(Instructions to follow): Reproduce every line that appears below, precisely and completely.

# # #

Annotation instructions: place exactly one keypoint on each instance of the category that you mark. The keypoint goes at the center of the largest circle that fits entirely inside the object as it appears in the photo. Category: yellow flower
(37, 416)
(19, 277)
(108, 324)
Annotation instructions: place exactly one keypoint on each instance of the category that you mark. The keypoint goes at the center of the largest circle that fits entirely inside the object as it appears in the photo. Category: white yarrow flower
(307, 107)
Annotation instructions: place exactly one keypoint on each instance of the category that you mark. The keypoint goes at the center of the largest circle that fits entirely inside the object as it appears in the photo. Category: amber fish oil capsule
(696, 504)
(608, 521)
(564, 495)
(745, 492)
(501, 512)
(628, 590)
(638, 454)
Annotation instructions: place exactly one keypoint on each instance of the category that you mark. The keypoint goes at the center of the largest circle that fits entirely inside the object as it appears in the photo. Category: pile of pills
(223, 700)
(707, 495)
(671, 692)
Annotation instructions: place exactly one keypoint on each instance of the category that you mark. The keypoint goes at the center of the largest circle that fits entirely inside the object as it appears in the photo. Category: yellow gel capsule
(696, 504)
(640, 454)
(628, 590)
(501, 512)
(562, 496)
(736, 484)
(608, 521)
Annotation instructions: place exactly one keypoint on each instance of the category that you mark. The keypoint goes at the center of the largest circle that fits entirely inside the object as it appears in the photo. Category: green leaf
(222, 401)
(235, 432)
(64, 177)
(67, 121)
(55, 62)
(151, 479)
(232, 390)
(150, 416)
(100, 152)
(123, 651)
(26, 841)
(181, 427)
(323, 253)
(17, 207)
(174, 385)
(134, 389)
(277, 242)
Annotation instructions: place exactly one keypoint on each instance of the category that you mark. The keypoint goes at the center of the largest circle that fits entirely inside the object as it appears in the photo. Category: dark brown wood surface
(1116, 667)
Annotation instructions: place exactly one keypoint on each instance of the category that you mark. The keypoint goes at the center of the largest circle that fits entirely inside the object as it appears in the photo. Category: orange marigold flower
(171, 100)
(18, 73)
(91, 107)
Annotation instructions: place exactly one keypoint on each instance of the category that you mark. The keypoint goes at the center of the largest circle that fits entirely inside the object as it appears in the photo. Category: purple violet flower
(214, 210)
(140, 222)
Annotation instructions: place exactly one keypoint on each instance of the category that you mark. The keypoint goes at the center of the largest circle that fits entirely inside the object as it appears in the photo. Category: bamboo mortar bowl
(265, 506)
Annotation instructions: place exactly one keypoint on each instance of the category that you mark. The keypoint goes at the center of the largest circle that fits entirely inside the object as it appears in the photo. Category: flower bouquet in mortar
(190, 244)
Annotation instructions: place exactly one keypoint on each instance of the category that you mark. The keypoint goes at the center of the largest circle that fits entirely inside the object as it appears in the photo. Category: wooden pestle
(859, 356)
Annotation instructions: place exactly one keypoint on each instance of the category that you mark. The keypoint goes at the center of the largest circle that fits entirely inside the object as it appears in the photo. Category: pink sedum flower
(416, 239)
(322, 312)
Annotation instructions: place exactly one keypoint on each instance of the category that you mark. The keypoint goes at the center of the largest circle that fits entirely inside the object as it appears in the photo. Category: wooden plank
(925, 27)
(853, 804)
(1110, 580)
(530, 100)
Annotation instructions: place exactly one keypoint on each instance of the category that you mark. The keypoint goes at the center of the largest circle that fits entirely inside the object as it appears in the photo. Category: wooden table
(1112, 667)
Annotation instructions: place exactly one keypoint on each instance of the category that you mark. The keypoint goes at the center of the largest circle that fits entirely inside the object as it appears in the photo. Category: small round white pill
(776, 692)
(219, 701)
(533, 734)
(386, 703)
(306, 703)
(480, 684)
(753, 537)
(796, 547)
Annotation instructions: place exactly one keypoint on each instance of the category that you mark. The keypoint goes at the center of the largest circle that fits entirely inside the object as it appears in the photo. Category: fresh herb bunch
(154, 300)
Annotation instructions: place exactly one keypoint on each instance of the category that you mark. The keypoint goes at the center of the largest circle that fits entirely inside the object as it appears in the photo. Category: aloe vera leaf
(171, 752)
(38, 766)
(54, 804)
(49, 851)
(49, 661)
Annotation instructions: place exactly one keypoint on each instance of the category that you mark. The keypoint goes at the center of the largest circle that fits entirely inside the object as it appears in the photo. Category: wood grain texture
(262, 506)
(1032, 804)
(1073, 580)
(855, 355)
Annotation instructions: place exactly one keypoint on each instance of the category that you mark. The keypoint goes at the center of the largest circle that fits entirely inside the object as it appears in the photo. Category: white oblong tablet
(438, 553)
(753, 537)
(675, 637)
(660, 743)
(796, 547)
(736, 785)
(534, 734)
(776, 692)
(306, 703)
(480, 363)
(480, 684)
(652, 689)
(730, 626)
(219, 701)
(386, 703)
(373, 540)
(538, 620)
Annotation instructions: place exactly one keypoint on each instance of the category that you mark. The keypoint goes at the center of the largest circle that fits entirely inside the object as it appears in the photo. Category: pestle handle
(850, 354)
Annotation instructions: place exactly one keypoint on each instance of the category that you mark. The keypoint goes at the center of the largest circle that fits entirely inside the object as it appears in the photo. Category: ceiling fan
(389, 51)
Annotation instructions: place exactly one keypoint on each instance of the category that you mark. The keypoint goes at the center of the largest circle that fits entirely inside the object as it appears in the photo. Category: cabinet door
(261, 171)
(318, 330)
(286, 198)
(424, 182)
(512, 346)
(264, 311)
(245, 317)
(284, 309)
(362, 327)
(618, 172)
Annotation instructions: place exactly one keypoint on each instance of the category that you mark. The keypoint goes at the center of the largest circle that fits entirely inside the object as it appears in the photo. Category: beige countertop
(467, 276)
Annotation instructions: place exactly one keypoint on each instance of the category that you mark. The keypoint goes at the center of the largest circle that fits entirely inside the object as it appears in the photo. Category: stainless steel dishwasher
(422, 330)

# # #

(Solution below):
Annotation instructions: place exactly one keypoint on each instance of the category that you mark. The keypoint goes at the center of the largest circle that fits entirely inside the object as it appears in the photo. Category: yellow flower
(37, 416)
(19, 277)
(108, 324)
Annotation instructions: place exactly one keypoint on each instance of the category that you mark. The keypoint goes at the center of the largest circle that fits entirely inside the object as it appears in the photo. Category: white yarrow flower
(307, 107)
Annotation instructions: place exactly one keypoint on each instance of the category that you mark. The keypoint goes at the center of the largest circle that fits entirely inside the object as it appears in the photo. Category: amber fish oil capsule
(696, 504)
(608, 521)
(564, 495)
(745, 492)
(501, 512)
(628, 590)
(638, 454)
Annotation instructions: place exactly one keypoint on each instance of the category that you mark. The keypoint goes at the center of the largest circle that fits entirely inside the object as it appears in the photo. Category: pile of pills
(223, 700)
(707, 495)
(671, 692)
Annotation instructions: place exactly one keypoint on each instance of the category that you mark. The keypoint goes at the center of the largest circle that fits entirely inside the object as it appears in the photo. Category: yellow gel capsule
(696, 504)
(640, 454)
(628, 590)
(501, 512)
(562, 496)
(736, 484)
(608, 521)
Annotation instructions: place exactly one keypoint on each instance of the category that you mark. The keypoint goes at the center of the largest circle that fits entirely inside the object as it appears in the photo. Category: green leaf
(222, 401)
(235, 432)
(64, 177)
(67, 121)
(55, 62)
(151, 479)
(232, 390)
(150, 416)
(100, 152)
(123, 651)
(26, 841)
(181, 427)
(323, 253)
(17, 207)
(174, 385)
(134, 389)
(277, 242)
Annotation instructions: place exactly one keypoint on each instance of the category that you mark. The keypoint goes at the center of the largest circle that fits entirely inside the object as it appears in the photo. Category: dark brown wood surface
(1116, 667)
Annotation instructions: place exactly one keypoint on each instance of the category that you mark. The keypoint goes at the center of the largest circle that fits entirely inside the object as it appears in the photo. Category: orange marigold flower
(171, 100)
(18, 73)
(91, 107)
Annotation instructions: place exactly one keypoint on each instance of the category that you mark. The keypoint goes at the center of the largest circle that fits entirely inside the object as it appears in the photo. Category: purple violet flower
(214, 210)
(140, 222)
Annotation instructions: place exactly one keypoint on each instance of the category that you mark. The keypoint goes at the center of the largest circle that fits entirely inside the object as it appears in the photo. Category: bamboo mortar bowl
(265, 506)
Annotation instructions: place exactly one keypoint on each instance of the category that you mark. The keypoint goes at the center of the largest circle that fits entirely inside the object as it appears in the photo. Category: flower bouquet in mortar
(190, 244)
Annotation instructions: place exactly one keypoint on each instance of the category that you mark. The keypoint goes at the center of the largest circle that fits entirely inside the object as it appears in the photo. Category: wooden pestle
(859, 356)
Annotation instructions: place exactly one keypoint on each instance of the category that you mark. The keypoint goes at the center of the largest circle that fits entirely inside the object as it appears in the photo. Category: pink sedum flower
(416, 239)
(322, 312)
Annotation instructions: place exactly one keypoint on each instance of the category that you mark. The keypoint goes at the center of the largest circle that fits entirely inside the object as it appears in the photo. Category: wooden plank
(925, 27)
(853, 804)
(1110, 580)
(530, 100)
Annotation instructions: place exactly one keypoint on each instance of the category that you mark. The keypoint goes at the center of the largest circle that fits entirely inside the object as it appears in the photo. Category: wooden table
(1112, 667)
Annotation instructions: place exactly one keypoint on each instance of the category that you mark. The keypoint goes at the center of the largest circle that fits entirely inside the object as it appears in the photo. Category: small round white pill
(776, 692)
(219, 701)
(533, 734)
(386, 703)
(306, 703)
(480, 684)
(753, 537)
(796, 547)
Annotation instructions: place exactly one keypoint on each instance of the category that you mark. The keypoint goes at the center of the largest circle that fits entirely inside the object as it appears in the photo. Category: fresh herb bunch
(154, 300)
Annotation instructions: place exactly one keypoint on each instance of the category that you mark. The keypoint goes at the center of the largest circle that fits entirely inside the object as it appears in the photo. Category: aloe vera leaf
(171, 752)
(38, 766)
(54, 804)
(49, 851)
(49, 661)
Annotation instructions: place exactly one keypoint on each instance of the category that you mark. The keypoint goes at the center of the largest circle that fits entirely inside the object as it appears in the photo. Category: wood grain texture
(262, 506)
(1032, 804)
(1073, 580)
(855, 355)
Annotation instructions: place exactly one keypoint on each instance of the category that you mark. The keypoint goes at the center of the largest circle that fits entirely inside the object as it appears in the photo. Category: white oblong tablet
(438, 553)
(753, 537)
(675, 637)
(660, 743)
(796, 547)
(736, 785)
(534, 734)
(776, 692)
(306, 703)
(480, 363)
(480, 684)
(652, 689)
(730, 626)
(219, 701)
(386, 703)
(373, 540)
(538, 620)
Annotation instructions: place exactly one keypoint on each instance of the category that you mark. The keypoint goes at the center of the largest circle that fits entirely inside the object as it appears in the photo. Category: pestle handle
(850, 354)
Annotation instructions: place exactly one keypoint on each instance of the category that you mark. The keypoint goes at the center of the largest circle that fits entirely inside the object as it appears in the photo. Category: ceiling fan
(389, 51)
Annotation instructions: place exactly one keypoint on each instance of the category that you mark. The keypoint goes at the center of the largest circle that fits entirely inside the object as it appears in the photo. Category: cabinet door
(261, 171)
(318, 330)
(286, 198)
(424, 182)
(512, 346)
(264, 311)
(245, 317)
(284, 309)
(362, 327)
(618, 172)
Annotation instructions: place exactly one keypoint on each instance of the category that you mark. The keypoint goes at the center of the largest circle that fits entirely inside the object as it appears in the photo. Category: beige countertop
(467, 276)
Annotation instructions: place exactly one keypoint on each instance of the category that you mark. The keypoint goes at the center of the largest circle that fits entirely inside the object as it appears in the photo. Category: stainless steel dishwasher
(422, 330)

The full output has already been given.